→ Material for this task:

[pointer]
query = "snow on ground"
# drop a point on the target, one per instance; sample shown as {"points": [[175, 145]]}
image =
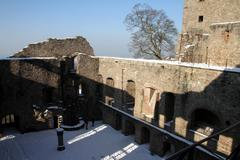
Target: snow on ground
{"points": [[97, 143]]}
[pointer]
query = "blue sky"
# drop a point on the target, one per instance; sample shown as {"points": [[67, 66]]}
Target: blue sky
{"points": [[100, 21]]}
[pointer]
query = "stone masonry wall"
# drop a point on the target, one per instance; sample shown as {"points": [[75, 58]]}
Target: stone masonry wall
{"points": [[195, 90], [215, 39], [57, 48], [28, 82]]}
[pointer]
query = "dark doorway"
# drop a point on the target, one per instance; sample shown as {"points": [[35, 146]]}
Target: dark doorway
{"points": [[10, 121], [145, 135], [166, 147], [130, 95], [169, 107], [109, 91], [118, 122]]}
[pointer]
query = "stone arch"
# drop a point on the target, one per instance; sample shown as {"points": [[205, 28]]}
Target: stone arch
{"points": [[10, 120], [150, 101], [130, 94], [169, 106], [99, 87], [109, 91], [145, 135]]}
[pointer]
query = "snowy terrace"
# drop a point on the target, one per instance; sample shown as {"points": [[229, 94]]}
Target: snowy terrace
{"points": [[98, 143]]}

→ Task statement:
Determine how many lines of the material above contain the string "terrace", and give only that number.

→ Solution below:
2